_Provided data_.
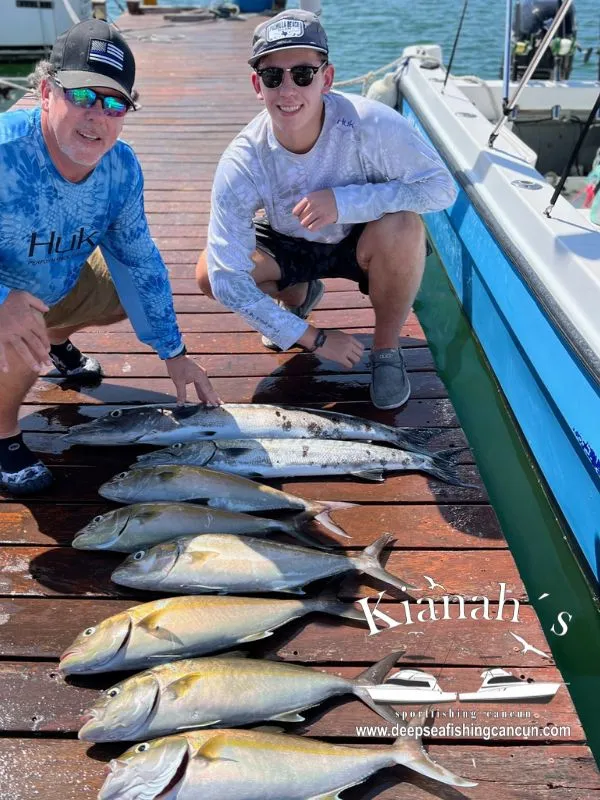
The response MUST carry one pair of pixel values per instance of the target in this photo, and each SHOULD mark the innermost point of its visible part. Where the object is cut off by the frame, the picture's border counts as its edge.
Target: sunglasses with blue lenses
(87, 98)
(302, 75)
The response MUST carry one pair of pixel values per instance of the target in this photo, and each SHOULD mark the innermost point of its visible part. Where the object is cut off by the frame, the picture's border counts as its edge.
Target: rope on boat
(368, 76)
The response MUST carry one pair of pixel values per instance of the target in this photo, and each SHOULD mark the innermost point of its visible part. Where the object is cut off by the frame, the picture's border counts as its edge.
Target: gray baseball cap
(290, 29)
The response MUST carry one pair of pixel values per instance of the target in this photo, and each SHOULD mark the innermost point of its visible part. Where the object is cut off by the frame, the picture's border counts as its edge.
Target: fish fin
(254, 637)
(376, 673)
(375, 475)
(409, 751)
(324, 509)
(198, 725)
(151, 624)
(178, 688)
(289, 716)
(368, 562)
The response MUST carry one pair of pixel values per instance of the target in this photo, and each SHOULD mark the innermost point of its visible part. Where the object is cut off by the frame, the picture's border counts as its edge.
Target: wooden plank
(290, 391)
(416, 527)
(30, 629)
(63, 571)
(39, 700)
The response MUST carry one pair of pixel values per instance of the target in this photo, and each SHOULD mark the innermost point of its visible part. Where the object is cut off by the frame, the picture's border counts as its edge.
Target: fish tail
(409, 439)
(445, 470)
(328, 602)
(369, 563)
(324, 508)
(408, 750)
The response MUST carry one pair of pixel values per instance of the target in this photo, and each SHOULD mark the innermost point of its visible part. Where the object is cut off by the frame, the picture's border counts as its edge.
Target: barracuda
(253, 765)
(224, 691)
(181, 627)
(167, 425)
(143, 525)
(229, 564)
(280, 458)
(214, 489)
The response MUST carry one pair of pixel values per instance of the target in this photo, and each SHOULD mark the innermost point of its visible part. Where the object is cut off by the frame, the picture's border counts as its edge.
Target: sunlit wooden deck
(196, 95)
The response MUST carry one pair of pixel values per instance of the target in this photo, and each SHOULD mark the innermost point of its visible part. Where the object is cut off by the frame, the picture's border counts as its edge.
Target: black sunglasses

_Work order_. Restate the records above exactly, less any pictures.

_Result of this exercise_.
The response MUST carry one pair of pixel values per instance of the target in this photo, and each SHOULD mark the innermost point of its visible part. Where the object is cut off by the frame, the picture's border counts as its edge.
Target: sunglasses with blue lenses
(87, 98)
(302, 75)
The response MUST carry one pair of pixel values per instance of the target in this photo, and each SHOULD mark the innermost point of its visible part. Where the object is cut off by the frame, the picture's border counts as its edge.
Target: rope on boat
(368, 76)
The response MUST carry one pair of pixel values per instance of the target in this photo, and each SHOULD mark the innermost point of its visible part. Where the object is cut off by the frame, the picture's border counts as its edge.
Target: gray baseball cap
(290, 29)
The response MUST carry one pair of pixel values per instance of the target in this photo, and each SHOULD mark the innermost point of its visible part. Where the object is cut off by the frame, the picture's border counts as its edge.
Target: fish fin
(254, 637)
(376, 673)
(375, 475)
(409, 751)
(324, 509)
(198, 725)
(151, 624)
(178, 688)
(289, 716)
(368, 562)
The response MUST carry one pair of pixel values per instance of the target in this photo, and each SHOULD mark the innermost point of its visible part. Where the object is cut off by the frame, the picture's border counts as its edge.
Target: wooden plank
(290, 391)
(416, 527)
(30, 629)
(63, 571)
(39, 700)
The response MUST carry one pair of pixel values per instance of the target in this photo, and each SHOULD mark the innermost point of its visible part. Where the object is cut off by the frame, the picture's border counts as its edge.
Target: fish tail
(409, 439)
(445, 470)
(328, 602)
(369, 563)
(324, 508)
(408, 750)
The response MUST carry one pair of pixel values per instance of the target in this photo, and each SHOULD mark the innermost point of its visible part. Where the object is cut off by the frame, the picture's border counts as its edge.
Target: barracuda
(253, 765)
(224, 691)
(181, 627)
(167, 425)
(143, 525)
(229, 564)
(280, 458)
(214, 489)
The response MUST carry one pair of pixel values per instance of the target in this photo, and each SHOULD mark the innermost point of its visible part. Where the object is cut off by the frame, the picture's border counts as its edge.
Target: sunlit wooden deck
(196, 95)
The response MUST carry one pair of pixel values per instance of the target in this photo, and each SHOULD mark the innermost point of its visible part. Where the object is cut off by the frame, the picture's border counts as its edge.
Target: black sunglasses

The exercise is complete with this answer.